[begin Material provided]
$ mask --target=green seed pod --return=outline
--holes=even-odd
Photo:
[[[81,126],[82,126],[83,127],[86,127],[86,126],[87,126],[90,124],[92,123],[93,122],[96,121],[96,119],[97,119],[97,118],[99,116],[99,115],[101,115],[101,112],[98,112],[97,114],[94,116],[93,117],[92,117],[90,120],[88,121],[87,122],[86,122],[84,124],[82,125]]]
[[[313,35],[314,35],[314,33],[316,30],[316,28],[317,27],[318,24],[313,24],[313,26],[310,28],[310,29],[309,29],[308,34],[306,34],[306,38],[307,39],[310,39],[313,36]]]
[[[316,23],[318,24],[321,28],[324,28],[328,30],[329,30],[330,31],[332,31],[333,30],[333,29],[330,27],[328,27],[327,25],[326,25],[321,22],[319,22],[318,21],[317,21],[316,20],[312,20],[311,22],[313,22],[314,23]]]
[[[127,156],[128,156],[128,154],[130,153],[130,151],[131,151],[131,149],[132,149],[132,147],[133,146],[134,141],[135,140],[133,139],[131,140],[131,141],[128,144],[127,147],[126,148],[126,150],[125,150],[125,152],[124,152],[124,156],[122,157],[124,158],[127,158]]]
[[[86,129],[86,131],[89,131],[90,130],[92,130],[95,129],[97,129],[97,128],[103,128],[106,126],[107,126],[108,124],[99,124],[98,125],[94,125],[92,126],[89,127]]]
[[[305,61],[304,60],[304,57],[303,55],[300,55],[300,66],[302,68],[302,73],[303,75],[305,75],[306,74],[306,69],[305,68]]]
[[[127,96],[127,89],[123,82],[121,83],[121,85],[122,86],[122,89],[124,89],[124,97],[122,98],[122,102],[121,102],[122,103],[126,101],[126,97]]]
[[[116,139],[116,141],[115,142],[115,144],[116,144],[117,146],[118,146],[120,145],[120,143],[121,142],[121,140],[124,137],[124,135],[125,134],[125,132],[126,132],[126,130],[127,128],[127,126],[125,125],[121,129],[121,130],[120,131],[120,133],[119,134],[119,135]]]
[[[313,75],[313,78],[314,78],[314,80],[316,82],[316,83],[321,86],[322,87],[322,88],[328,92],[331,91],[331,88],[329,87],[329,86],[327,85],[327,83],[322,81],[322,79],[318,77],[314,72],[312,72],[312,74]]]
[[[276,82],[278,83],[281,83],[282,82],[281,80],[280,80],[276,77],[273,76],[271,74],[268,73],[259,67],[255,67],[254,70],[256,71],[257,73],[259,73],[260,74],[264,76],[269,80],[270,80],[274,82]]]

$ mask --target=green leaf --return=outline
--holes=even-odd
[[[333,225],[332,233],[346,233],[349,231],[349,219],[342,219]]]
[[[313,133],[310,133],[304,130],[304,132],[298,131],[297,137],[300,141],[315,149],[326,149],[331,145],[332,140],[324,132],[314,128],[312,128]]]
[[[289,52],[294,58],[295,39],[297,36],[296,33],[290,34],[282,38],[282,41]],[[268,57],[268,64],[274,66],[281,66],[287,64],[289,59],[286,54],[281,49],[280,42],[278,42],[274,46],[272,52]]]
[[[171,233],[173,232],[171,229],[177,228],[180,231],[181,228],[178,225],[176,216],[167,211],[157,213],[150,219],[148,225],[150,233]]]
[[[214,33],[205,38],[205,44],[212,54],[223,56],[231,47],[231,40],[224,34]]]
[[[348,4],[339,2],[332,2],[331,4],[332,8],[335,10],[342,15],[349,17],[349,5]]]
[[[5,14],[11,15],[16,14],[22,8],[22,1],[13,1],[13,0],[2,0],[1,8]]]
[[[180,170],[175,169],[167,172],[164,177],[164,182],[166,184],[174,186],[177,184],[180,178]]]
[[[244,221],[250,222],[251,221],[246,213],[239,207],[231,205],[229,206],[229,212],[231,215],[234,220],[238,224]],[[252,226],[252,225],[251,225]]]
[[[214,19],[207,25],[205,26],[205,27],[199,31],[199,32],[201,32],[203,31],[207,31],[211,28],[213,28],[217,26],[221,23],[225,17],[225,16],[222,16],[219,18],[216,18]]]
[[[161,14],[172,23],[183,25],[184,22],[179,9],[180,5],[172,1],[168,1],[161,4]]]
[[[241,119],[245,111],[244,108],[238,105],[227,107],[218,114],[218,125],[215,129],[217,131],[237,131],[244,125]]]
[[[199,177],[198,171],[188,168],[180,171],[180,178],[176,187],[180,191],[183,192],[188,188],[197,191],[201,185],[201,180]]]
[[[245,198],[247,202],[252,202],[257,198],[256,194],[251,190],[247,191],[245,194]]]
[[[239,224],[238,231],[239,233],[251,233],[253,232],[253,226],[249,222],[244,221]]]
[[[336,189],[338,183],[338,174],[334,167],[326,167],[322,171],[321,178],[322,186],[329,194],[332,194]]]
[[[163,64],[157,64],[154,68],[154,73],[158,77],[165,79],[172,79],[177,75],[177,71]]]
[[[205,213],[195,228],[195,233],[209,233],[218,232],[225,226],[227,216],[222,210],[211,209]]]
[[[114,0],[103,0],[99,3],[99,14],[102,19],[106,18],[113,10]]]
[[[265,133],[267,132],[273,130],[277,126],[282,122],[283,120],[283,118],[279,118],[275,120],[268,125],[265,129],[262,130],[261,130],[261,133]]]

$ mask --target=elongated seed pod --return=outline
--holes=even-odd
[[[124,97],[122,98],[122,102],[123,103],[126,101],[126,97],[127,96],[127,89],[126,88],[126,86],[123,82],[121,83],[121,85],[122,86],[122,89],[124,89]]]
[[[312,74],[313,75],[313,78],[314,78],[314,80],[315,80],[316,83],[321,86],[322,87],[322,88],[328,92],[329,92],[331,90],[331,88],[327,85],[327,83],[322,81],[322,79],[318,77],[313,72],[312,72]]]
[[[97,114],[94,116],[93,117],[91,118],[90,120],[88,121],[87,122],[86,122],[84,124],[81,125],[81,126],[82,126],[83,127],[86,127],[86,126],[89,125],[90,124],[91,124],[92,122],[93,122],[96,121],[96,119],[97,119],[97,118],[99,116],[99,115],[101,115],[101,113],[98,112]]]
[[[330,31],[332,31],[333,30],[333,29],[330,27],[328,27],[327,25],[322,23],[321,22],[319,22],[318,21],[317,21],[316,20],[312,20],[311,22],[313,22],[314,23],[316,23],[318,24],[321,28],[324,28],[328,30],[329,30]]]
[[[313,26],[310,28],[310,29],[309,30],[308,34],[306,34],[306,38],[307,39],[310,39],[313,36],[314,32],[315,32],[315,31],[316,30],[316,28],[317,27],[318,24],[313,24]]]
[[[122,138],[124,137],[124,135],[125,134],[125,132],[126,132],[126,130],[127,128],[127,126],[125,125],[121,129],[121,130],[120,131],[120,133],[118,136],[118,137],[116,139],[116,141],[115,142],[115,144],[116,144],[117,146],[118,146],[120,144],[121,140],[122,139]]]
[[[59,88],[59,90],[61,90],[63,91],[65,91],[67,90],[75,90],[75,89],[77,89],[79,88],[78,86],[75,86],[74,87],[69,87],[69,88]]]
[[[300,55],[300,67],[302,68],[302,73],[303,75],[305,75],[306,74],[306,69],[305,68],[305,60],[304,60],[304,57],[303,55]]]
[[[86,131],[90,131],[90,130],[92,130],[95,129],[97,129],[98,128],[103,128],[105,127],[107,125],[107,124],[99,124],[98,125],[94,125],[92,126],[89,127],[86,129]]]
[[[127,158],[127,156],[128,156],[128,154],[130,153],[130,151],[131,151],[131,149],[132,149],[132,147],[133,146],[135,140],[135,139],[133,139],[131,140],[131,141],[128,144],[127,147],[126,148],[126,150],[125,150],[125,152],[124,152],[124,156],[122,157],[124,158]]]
[end Material provided]
-- Required task --
Report how many lines in the rows above contain the string "seed", counting only matches in that exact case. Give the number alone.

-- Response to the task --
2